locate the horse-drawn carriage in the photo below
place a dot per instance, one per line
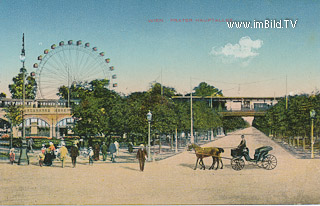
(261, 158)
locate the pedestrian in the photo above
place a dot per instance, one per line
(90, 153)
(112, 150)
(43, 148)
(52, 149)
(74, 154)
(12, 156)
(130, 147)
(96, 152)
(63, 154)
(30, 143)
(141, 156)
(117, 147)
(104, 151)
(47, 157)
(41, 158)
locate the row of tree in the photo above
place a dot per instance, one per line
(291, 117)
(103, 112)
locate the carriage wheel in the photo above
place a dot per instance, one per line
(270, 162)
(260, 164)
(237, 164)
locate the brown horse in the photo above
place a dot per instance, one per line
(202, 152)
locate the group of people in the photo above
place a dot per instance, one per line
(48, 154)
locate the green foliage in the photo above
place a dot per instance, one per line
(16, 89)
(14, 114)
(102, 112)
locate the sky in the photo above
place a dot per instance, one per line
(178, 53)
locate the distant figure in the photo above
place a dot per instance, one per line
(30, 143)
(43, 148)
(63, 154)
(112, 150)
(74, 154)
(96, 151)
(117, 147)
(41, 158)
(242, 144)
(141, 156)
(48, 157)
(130, 147)
(12, 156)
(90, 153)
(104, 150)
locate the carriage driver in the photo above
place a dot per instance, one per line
(242, 144)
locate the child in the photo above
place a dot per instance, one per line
(90, 152)
(41, 159)
(12, 156)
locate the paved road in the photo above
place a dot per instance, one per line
(170, 181)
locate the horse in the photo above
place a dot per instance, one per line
(202, 152)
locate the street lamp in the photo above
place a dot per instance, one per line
(149, 118)
(23, 159)
(312, 116)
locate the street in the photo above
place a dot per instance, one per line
(169, 181)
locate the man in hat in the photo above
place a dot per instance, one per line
(112, 150)
(74, 153)
(104, 150)
(12, 156)
(63, 153)
(242, 145)
(141, 156)
(90, 153)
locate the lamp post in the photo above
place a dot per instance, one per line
(312, 116)
(149, 118)
(23, 159)
(191, 114)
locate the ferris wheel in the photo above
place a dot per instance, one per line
(68, 64)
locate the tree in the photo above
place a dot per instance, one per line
(16, 89)
(3, 95)
(14, 114)
(91, 118)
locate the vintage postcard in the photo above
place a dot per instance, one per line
(122, 102)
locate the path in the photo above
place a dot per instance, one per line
(170, 181)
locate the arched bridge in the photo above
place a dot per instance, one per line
(236, 106)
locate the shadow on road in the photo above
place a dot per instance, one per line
(130, 168)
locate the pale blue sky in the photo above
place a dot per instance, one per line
(139, 49)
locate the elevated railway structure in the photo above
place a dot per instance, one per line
(236, 106)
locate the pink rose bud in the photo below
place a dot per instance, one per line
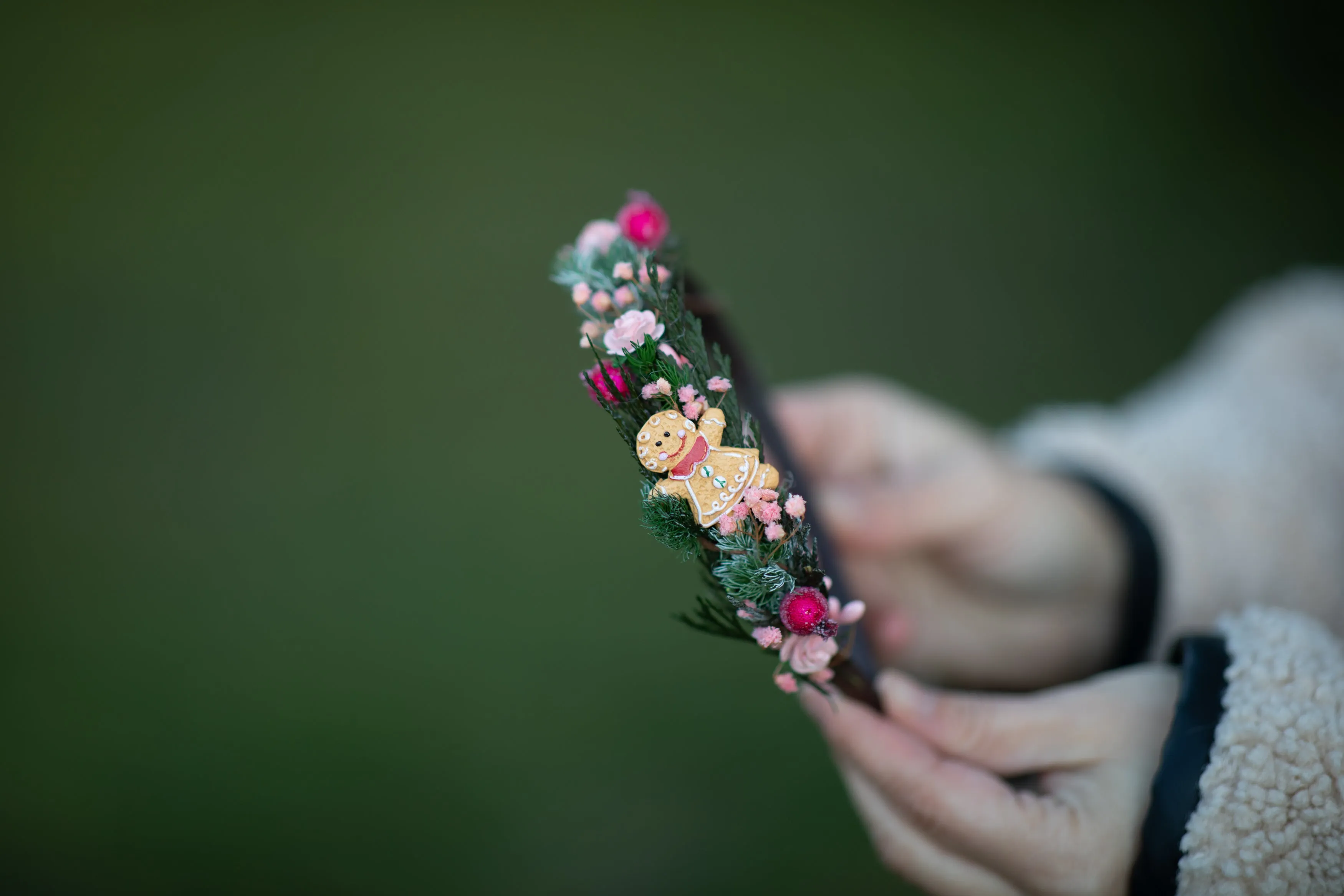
(643, 221)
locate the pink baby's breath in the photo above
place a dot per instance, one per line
(720, 385)
(766, 512)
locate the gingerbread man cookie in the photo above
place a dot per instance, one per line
(713, 479)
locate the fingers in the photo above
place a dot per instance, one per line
(882, 516)
(1006, 734)
(912, 855)
(960, 807)
(833, 428)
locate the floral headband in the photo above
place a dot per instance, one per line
(706, 491)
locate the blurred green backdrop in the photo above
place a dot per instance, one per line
(287, 606)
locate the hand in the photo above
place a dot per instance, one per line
(976, 571)
(928, 781)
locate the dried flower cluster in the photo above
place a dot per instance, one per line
(765, 581)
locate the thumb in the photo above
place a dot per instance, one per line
(1007, 734)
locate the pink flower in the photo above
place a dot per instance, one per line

━━━━

GOAL: Take the line that contains "locate the gingerbread" and every line after it through the end of the listing above, and repeat them exactly.

TASK ANSWER:
locate the gingerbread man cookie in the photo above
place a dot per instance, one per line
(713, 479)
locate the fingers in the photo above
place a dot per instance, one per line
(882, 516)
(1006, 734)
(912, 855)
(960, 807)
(833, 428)
locate the floral headband in the photo above
place a dot per instance, one per line
(706, 491)
locate the blurred green backdrop in the photo above
place a dot per instance, one per line
(287, 606)
locate the hand in the photo above
place a dot per instance, one per line
(976, 571)
(928, 781)
locate the dried flower cluster in the photo above
place a dot per instance, one per line
(765, 581)
locate the thumb in the photo above
place a dot per instance, one per line
(1007, 734)
locate the pink flower in the photo above
place a dot per instance, one per line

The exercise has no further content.